Using the information
• A. Rewrite the paragraph of the passage on vape temperature settings that begins "First thing I did was throw my Smok TCT on it" as a shorter list that keeps its main facts.
• B. Transcribe the passage on vape temperature settings word for word, starting with "Are those nickel" and going on through "actually visible clouds.".
══ Document passage ══
First thing I did was throw my Smok TCT on it. Set resistance. Put the Joules and temp low, just to acclimate everything. Vaped that for awhile (extremely light and whispy), then let the coil cool and reset resistance. Came out to .18. Perfect.

Are those nickel coils? If so, be sure the temp setting is set to nickel. If using Ti coils, be sure it's set to Ti mode.

I put the Joules at 40 and the temp at 350....a half second of a real hit, followed by an extremely whispy vape. We're talking less than a clearo from 4 years ago.

Put my Joules to 30, crank them temp to 400...same thing

Put Joules to 40, temp at 450...finally, a mediocre vape. But, actually visible clouds.

I need to be around 450 to get a decent vape as well.
═══
══ Supplied material ══
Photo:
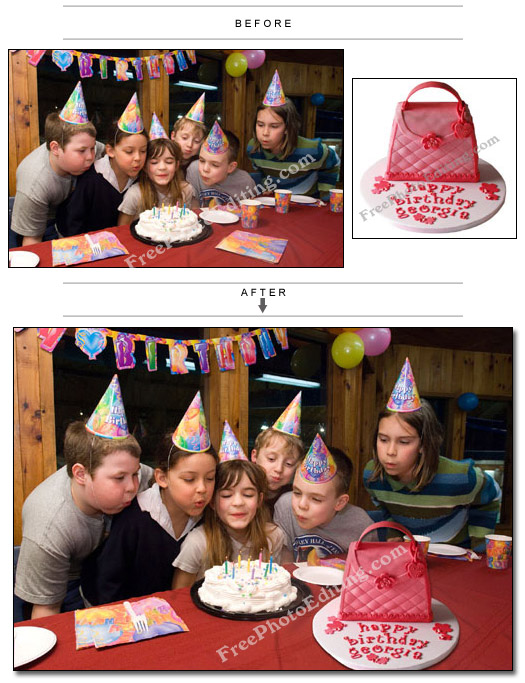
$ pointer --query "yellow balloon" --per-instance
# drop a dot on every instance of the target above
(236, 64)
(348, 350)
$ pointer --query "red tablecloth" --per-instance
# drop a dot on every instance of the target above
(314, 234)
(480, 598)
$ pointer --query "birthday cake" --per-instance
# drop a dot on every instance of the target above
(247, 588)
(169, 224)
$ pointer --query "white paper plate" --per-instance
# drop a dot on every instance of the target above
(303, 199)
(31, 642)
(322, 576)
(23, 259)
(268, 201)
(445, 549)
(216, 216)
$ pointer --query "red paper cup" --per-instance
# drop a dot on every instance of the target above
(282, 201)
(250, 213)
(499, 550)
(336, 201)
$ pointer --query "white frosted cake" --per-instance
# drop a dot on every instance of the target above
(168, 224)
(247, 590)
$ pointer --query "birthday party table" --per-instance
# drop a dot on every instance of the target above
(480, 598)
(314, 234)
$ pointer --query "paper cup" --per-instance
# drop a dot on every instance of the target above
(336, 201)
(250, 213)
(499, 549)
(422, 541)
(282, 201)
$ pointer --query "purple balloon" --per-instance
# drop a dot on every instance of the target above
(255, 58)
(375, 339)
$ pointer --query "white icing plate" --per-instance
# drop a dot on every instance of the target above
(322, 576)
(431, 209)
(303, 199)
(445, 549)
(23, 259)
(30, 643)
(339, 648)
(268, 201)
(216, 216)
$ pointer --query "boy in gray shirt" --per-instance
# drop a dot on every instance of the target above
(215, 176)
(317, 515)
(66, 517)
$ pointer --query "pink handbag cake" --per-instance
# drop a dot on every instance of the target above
═══
Task-by-task outputs
• A.
- Put it on a Smok TCT and set the resistance.
- Set the Joules and temperature low to let everything acclimate.
- Vaped that way for a while; the vapor was extremely light and wispy.
- Let the coil cool and reset the resistance, which came out to .18, judged perfect.

• B.
Are those nickel coils? If so, be sure the temp setting is set to nickel. If using Ti coils, be sure it's set to Ti mode.

I put the Joules at 40 and the temp at 350....a half second of a real hit, followed by an extremely whispy vape. We're talking less than a clearo from 4 years ago.

Put my Joules to 30, crank them temp to 400...same thing

Put Joules to 40, temp at 450...finally, a mediocre vape. But, actually visible clouds.